» **Saved entries**
● ● ●
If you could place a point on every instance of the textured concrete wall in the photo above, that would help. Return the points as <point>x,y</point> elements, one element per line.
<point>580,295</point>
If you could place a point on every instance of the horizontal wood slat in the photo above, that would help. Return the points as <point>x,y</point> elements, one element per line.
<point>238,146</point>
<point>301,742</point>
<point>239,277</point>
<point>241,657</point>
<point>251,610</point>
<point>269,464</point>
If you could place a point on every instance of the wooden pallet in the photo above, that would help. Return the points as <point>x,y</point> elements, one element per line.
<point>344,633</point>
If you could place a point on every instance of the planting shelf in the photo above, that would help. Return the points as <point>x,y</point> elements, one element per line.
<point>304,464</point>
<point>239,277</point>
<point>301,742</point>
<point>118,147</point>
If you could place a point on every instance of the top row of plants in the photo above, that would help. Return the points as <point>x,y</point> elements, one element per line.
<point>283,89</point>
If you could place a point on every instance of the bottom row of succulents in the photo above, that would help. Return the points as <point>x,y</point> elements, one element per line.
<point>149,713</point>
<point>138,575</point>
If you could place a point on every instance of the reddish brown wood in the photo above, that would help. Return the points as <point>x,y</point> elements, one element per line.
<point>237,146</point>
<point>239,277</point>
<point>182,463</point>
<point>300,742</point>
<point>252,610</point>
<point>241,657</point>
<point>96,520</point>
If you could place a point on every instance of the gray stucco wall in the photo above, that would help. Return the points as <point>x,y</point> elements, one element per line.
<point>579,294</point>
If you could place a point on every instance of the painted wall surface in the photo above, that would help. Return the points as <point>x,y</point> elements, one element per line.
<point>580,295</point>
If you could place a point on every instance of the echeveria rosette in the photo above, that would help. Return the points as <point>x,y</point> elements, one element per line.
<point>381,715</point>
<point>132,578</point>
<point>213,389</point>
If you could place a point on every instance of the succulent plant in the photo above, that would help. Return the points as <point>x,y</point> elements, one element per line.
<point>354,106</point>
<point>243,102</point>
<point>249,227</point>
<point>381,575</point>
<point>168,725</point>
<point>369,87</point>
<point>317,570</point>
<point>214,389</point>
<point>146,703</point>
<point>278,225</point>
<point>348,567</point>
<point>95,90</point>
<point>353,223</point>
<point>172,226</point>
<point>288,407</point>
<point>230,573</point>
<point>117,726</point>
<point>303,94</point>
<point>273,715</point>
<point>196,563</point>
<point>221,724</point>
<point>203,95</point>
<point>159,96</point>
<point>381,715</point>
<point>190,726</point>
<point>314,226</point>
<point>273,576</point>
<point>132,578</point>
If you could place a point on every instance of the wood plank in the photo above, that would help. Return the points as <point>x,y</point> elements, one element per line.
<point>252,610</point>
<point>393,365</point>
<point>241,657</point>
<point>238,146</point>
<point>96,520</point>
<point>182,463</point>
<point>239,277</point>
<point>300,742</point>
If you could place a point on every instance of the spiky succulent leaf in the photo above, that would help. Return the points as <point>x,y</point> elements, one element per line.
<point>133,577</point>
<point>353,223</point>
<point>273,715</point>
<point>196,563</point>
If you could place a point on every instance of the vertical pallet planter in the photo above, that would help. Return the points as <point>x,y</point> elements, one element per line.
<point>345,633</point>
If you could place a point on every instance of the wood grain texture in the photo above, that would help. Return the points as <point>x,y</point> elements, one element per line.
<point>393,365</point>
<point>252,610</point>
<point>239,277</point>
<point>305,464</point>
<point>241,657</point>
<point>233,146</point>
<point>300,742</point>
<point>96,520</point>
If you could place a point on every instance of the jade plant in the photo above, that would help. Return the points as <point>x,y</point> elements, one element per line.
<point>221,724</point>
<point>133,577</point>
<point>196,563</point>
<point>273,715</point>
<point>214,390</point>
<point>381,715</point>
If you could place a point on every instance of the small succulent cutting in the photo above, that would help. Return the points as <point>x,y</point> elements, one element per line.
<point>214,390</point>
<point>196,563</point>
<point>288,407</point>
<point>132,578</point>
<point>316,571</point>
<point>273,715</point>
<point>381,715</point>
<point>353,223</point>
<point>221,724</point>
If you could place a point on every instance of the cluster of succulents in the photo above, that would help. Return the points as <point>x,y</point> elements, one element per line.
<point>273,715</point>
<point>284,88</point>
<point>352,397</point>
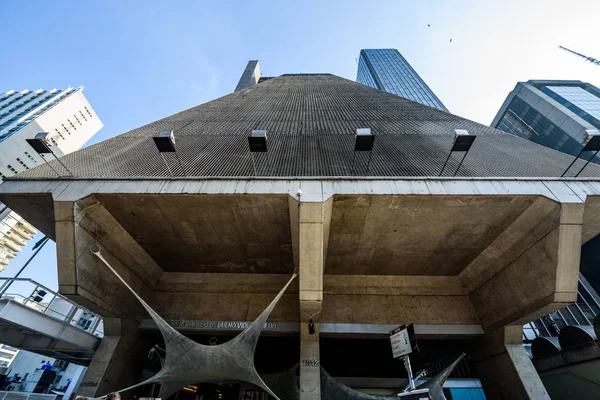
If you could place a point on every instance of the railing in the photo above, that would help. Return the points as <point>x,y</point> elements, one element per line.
<point>580,313</point>
<point>54,305</point>
<point>25,396</point>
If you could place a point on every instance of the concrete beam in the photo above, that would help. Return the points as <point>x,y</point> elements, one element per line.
<point>550,265</point>
<point>504,367</point>
<point>82,277</point>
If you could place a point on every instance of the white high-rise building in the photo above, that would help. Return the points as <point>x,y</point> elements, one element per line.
<point>70,121</point>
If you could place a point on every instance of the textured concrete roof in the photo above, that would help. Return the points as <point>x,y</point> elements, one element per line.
<point>311,121</point>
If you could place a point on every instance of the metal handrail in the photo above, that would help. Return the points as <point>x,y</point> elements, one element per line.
<point>46,309</point>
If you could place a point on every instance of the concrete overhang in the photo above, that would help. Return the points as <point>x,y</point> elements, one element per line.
<point>460,250</point>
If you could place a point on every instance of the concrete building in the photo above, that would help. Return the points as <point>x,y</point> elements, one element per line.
<point>70,120</point>
<point>555,114</point>
<point>467,246</point>
<point>14,233</point>
<point>387,70</point>
<point>251,76</point>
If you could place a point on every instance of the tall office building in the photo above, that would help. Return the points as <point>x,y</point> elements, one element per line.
<point>387,70</point>
<point>558,114</point>
<point>555,114</point>
<point>70,121</point>
<point>386,210</point>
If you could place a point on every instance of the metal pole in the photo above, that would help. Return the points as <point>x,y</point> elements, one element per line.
<point>369,162</point>
<point>253,165</point>
<point>7,284</point>
<point>411,380</point>
<point>165,161</point>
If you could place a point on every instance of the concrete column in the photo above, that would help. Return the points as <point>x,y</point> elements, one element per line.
<point>118,361</point>
<point>504,367</point>
<point>312,221</point>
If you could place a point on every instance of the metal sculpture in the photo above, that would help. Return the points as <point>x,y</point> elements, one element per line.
<point>284,384</point>
<point>187,362</point>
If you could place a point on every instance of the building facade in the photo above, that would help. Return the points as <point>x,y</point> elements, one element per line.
<point>69,119</point>
<point>7,355</point>
<point>388,70</point>
<point>34,373</point>
<point>555,114</point>
<point>558,114</point>
<point>362,192</point>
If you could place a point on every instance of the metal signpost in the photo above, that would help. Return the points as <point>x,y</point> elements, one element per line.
<point>404,342</point>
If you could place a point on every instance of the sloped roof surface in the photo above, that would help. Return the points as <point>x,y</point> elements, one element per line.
<point>311,121</point>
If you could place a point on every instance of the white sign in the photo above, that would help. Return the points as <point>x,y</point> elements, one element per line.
<point>400,341</point>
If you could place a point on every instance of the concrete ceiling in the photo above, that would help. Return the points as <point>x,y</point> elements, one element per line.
<point>198,233</point>
<point>415,235</point>
<point>369,235</point>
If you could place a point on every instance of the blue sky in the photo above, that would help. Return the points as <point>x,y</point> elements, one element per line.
<point>142,60</point>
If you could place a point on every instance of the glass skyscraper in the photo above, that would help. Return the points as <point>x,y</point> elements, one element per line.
<point>387,70</point>
<point>555,114</point>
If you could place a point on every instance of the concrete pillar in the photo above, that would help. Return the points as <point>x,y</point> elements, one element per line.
<point>310,255</point>
<point>118,361</point>
<point>504,367</point>
<point>310,371</point>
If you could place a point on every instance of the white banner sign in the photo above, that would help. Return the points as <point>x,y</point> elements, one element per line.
<point>400,342</point>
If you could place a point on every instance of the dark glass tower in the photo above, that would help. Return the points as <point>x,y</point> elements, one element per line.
<point>555,114</point>
<point>387,70</point>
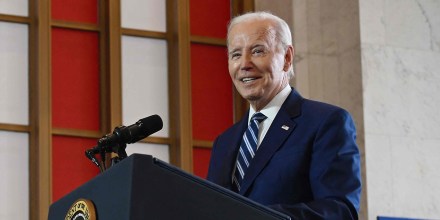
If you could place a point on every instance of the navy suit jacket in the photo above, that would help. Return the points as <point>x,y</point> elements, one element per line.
<point>309,171</point>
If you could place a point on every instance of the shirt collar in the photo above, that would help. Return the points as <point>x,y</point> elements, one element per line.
<point>272,108</point>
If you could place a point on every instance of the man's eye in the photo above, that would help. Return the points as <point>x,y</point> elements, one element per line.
<point>257,51</point>
<point>235,55</point>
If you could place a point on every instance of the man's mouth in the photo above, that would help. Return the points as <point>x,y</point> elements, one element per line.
<point>248,79</point>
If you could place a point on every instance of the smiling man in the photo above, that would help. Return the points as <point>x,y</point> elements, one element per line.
<point>292,154</point>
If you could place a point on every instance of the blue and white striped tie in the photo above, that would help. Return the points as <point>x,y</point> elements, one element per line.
<point>248,148</point>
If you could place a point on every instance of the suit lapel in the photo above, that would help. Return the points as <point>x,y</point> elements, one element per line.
<point>281,128</point>
<point>232,144</point>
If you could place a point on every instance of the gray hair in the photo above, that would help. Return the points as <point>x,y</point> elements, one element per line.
<point>283,33</point>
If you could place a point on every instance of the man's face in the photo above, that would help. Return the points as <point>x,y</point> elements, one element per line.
<point>256,61</point>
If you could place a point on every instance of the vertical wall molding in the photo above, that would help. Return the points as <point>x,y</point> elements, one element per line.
<point>178,36</point>
<point>40,110</point>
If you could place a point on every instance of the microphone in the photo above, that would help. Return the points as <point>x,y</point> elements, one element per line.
<point>133,133</point>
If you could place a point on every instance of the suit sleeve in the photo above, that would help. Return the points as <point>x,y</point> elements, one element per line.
<point>334,172</point>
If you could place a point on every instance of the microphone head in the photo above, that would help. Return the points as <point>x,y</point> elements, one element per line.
<point>150,124</point>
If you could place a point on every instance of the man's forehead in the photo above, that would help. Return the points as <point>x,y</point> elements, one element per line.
<point>258,32</point>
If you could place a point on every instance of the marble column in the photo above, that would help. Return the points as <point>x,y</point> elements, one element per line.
<point>400,41</point>
<point>326,37</point>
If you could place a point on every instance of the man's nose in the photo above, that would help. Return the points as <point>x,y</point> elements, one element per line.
● ● ●
» **Written request**
Convert the rows starting at the line containing "the concrete column" and ending at the line containing "<point>187,362</point>" into a JSON list of strings, one string per line, omitting any blank lines.

» **Answer for the task**
[
  "If you could place a point on every instance of the concrete column in the photo above, that would help. Return the points as <point>x,y</point> elements, one element per line.",
  "<point>118,361</point>",
  "<point>504,367</point>",
  "<point>312,221</point>",
  "If you could place a point on every instance of the metal sculpture in the photo above, that would help. Return the points as <point>x,y</point> elements, one element per line.",
  "<point>284,384</point>",
  "<point>187,362</point>"
]